GIVEN RECORDS Block Start
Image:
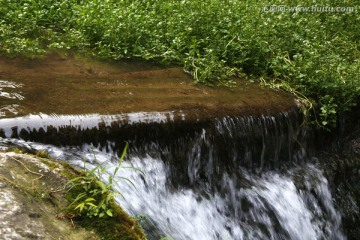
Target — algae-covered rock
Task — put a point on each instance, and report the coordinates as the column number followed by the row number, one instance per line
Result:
column 32, row 203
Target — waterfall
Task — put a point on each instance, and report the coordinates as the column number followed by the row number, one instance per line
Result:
column 230, row 178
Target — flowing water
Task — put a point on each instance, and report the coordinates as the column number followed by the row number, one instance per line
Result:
column 233, row 178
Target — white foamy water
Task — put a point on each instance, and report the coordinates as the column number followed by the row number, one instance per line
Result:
column 295, row 205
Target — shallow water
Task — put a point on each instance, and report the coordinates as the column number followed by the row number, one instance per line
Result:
column 294, row 204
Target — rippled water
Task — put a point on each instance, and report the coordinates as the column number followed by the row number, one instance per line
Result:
column 294, row 204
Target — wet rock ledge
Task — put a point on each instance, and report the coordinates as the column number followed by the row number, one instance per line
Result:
column 32, row 201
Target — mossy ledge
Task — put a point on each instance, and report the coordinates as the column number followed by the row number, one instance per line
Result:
column 34, row 185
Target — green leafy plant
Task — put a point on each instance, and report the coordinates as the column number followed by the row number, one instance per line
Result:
column 316, row 53
column 92, row 197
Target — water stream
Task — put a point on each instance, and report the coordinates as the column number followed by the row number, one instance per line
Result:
column 233, row 178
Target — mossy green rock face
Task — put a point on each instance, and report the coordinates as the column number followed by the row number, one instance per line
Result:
column 32, row 200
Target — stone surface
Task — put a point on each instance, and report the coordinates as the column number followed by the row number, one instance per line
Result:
column 27, row 211
column 69, row 85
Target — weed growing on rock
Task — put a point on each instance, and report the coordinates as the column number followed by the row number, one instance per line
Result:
column 92, row 198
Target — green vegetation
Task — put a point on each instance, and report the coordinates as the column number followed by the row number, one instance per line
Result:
column 89, row 196
column 314, row 54
column 92, row 203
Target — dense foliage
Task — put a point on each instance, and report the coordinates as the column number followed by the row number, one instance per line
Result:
column 313, row 53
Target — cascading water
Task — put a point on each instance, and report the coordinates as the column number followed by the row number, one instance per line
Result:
column 234, row 178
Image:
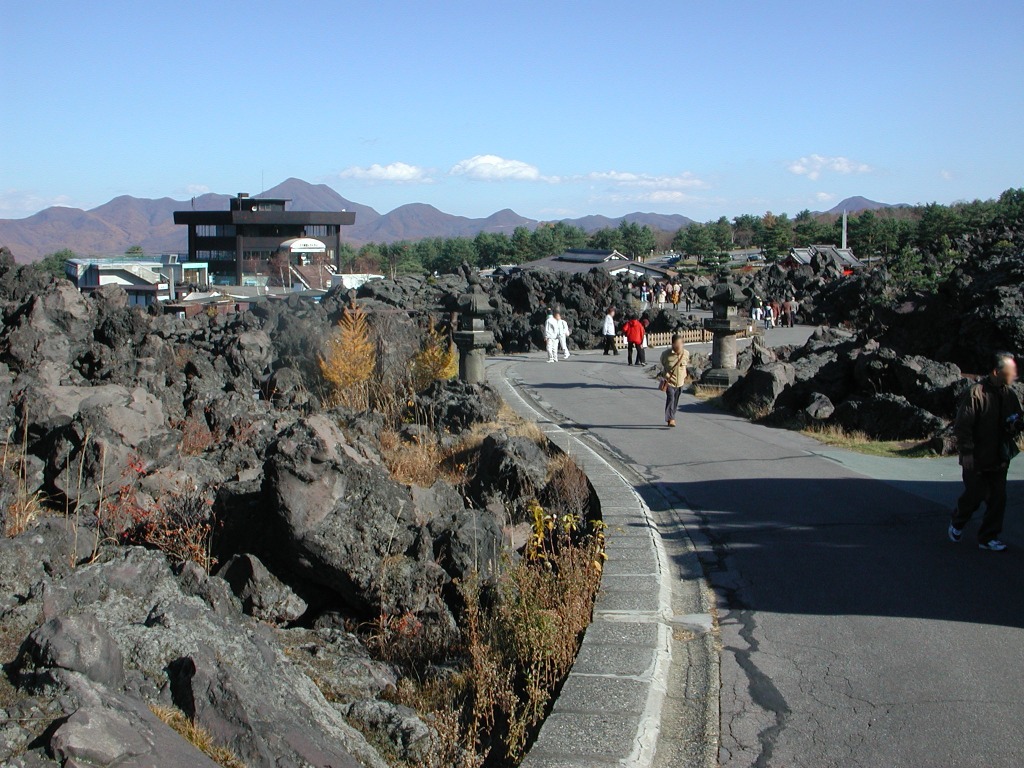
GIVEN RECORDS Block End
YOUR OBJECTIVE: Look at the records above. Copy every line where the string "mossy" occurs.

RESPONSE BOX:
Target — mossy ledge
Target — mossy green rock face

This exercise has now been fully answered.